* [Task to carry out] Please output each entry exactly as it appears.

* [Records for the task]
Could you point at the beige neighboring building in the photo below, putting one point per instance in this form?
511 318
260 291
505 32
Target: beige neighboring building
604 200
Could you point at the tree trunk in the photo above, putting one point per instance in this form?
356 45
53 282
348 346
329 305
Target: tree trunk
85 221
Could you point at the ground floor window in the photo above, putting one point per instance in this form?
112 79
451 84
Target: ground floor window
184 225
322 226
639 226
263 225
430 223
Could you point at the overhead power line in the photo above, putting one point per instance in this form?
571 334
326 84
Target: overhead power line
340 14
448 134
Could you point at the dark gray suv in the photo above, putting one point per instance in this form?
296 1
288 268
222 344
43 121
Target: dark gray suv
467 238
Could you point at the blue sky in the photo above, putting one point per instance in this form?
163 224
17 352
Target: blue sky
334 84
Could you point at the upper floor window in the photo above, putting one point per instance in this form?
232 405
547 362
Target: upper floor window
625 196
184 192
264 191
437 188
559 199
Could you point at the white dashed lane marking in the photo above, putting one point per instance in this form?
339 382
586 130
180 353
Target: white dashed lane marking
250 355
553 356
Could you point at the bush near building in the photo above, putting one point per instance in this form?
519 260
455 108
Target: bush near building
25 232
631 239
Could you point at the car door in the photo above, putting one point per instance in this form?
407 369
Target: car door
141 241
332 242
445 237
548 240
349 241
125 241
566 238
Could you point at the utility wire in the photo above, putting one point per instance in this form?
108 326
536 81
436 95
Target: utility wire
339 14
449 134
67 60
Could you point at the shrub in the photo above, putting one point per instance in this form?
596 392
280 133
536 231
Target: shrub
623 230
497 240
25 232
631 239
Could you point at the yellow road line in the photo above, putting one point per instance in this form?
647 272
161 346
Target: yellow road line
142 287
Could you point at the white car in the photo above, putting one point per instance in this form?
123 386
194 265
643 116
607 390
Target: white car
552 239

* [Answer box]
Could you point at the beige neighboring building in the photo below, putting one point per instance in this form?
511 318
260 291
505 32
Target: beige neighboring building
604 200
Could you point at the tree trunk in the photo above, putting one point per instance in this form?
356 45
53 282
348 346
329 305
Target: tree trunk
85 221
Could you point at the ground floor window in the photo above, putting one point per instance in this form?
112 79
451 84
Target: ground floor window
184 225
322 226
639 226
263 225
430 223
Could you point at the overhead power line in the photo above, putting one point per instance in this form?
571 334
326 84
Target: overhead power line
340 14
448 134
Could you point at the dark gray suv in the photo above, putting one point per instance in this form?
296 1
288 268
222 344
43 121
Target: dark gray suv
467 238
Could you point at the blue sky in the photo above, putting one point per instance in this form?
163 224
17 352
Target: blue sky
334 84
Could you point at the upper floor window in the photo above, putting one point per instance in this form?
232 405
547 362
Target: upper floor window
625 196
184 192
264 191
437 188
559 199
Could you point at the white dashed lane marking in the photo above, putting one point per instance in this form?
339 382
586 130
180 353
Target: white dashed lane marking
250 355
553 356
Could you point at the bush near building in the photo above, putting one point per instance in this form?
519 260
455 108
Target: bush near building
25 232
631 239
Could you point at the car door in the photo above, putting one point per instance in this form?
407 369
Target: car door
141 241
332 242
445 237
548 240
349 241
125 241
566 238
Could you point at the utility wire in the photo above, putting one point per instance in this form?
108 326
536 81
436 95
Target: utility wire
339 14
449 134
67 60
Could you point at the shrub in the photo above, putting one point per instance in this form?
596 392
280 133
536 231
Target: shrub
623 230
497 240
25 232
631 239
Could you point at the yellow road line in the photo above, putting one point per instance in this form?
647 272
161 346
Target: yellow road line
142 287
Could you point at the white car in the photo above, putting one point per instance in this form?
123 386
194 265
643 116
607 390
Target: white car
552 239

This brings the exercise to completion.